**Exercise details:**
Begin the reply with the line containing "Question. Identify every instance of the sky" and end it with the final line of the listing, reproducing every line between exactly and adding nothing.

**Supplied data:**
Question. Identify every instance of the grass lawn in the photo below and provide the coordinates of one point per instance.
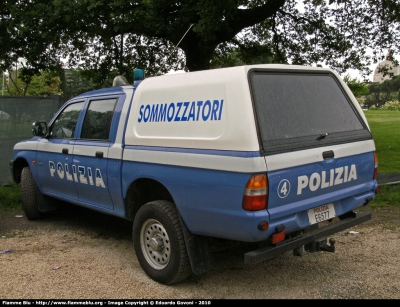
(385, 128)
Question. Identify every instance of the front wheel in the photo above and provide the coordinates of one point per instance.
(159, 242)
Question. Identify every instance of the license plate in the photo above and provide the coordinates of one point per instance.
(321, 213)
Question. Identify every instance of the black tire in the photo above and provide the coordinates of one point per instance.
(159, 243)
(30, 194)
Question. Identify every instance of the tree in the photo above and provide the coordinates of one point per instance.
(381, 93)
(46, 83)
(110, 35)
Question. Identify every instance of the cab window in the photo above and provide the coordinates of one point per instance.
(65, 124)
(97, 122)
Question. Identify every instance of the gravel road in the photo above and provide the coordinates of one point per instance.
(75, 253)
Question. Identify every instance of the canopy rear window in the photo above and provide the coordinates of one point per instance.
(297, 110)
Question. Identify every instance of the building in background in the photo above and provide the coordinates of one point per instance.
(392, 71)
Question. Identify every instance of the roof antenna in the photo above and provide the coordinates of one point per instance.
(175, 48)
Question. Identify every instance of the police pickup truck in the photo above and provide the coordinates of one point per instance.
(276, 155)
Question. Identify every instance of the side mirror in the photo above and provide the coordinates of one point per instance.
(39, 129)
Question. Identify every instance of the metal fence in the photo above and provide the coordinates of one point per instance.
(16, 117)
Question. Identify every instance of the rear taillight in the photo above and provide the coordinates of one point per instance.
(376, 166)
(377, 190)
(256, 193)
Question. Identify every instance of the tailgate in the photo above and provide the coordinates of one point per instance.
(343, 182)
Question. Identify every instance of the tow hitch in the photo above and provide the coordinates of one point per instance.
(321, 245)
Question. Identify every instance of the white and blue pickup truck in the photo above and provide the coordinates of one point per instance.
(277, 155)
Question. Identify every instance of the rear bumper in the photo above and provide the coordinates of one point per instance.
(293, 243)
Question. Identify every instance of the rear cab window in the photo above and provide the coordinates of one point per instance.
(294, 111)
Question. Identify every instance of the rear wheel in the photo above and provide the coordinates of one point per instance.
(33, 202)
(159, 242)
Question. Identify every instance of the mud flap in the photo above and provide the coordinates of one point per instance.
(199, 251)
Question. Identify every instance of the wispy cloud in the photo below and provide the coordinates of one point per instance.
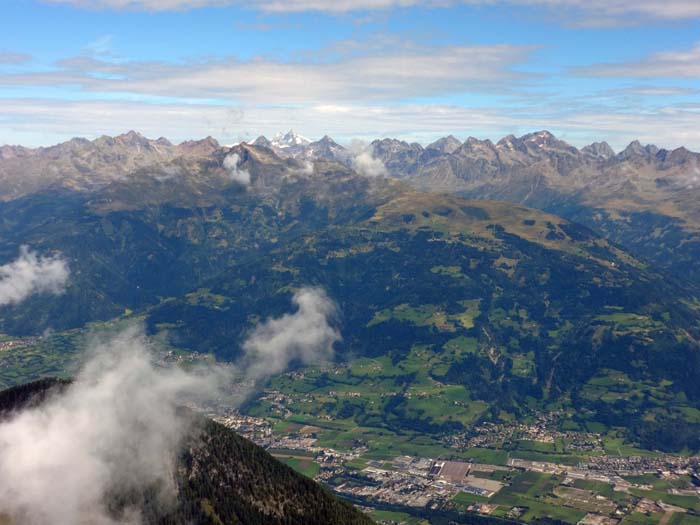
(392, 75)
(306, 336)
(30, 274)
(41, 122)
(13, 58)
(236, 174)
(115, 430)
(663, 64)
(587, 12)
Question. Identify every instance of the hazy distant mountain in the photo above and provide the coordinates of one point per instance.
(82, 164)
(643, 197)
(539, 305)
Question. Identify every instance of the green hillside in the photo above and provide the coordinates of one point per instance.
(222, 479)
(493, 310)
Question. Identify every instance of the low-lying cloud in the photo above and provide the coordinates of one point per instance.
(306, 336)
(364, 162)
(30, 274)
(236, 174)
(115, 429)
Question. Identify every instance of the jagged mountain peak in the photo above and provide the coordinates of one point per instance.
(448, 144)
(289, 139)
(598, 151)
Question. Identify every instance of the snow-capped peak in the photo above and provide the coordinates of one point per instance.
(290, 139)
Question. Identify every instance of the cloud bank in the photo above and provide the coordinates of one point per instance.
(236, 174)
(30, 274)
(304, 336)
(599, 11)
(115, 428)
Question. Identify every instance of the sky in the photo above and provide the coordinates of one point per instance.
(586, 70)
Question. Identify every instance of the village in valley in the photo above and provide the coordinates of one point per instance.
(604, 490)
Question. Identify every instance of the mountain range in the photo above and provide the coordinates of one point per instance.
(527, 274)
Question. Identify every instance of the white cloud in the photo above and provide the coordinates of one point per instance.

**Output of the task:**
Question. Identify every instance of the sky in the photo above and provide the coordinates of one point per instance.
(586, 70)
Question. Identify every instance of the village in valley in the photo above and provide the coordinates of one point per instance.
(604, 490)
Question. Identify every instance of the mountain range in the photo above and provide the coordinates of one point per instance.
(527, 274)
Question. Identify every instance of the white cloud in the photo above and provide the coordinates of one point per instance.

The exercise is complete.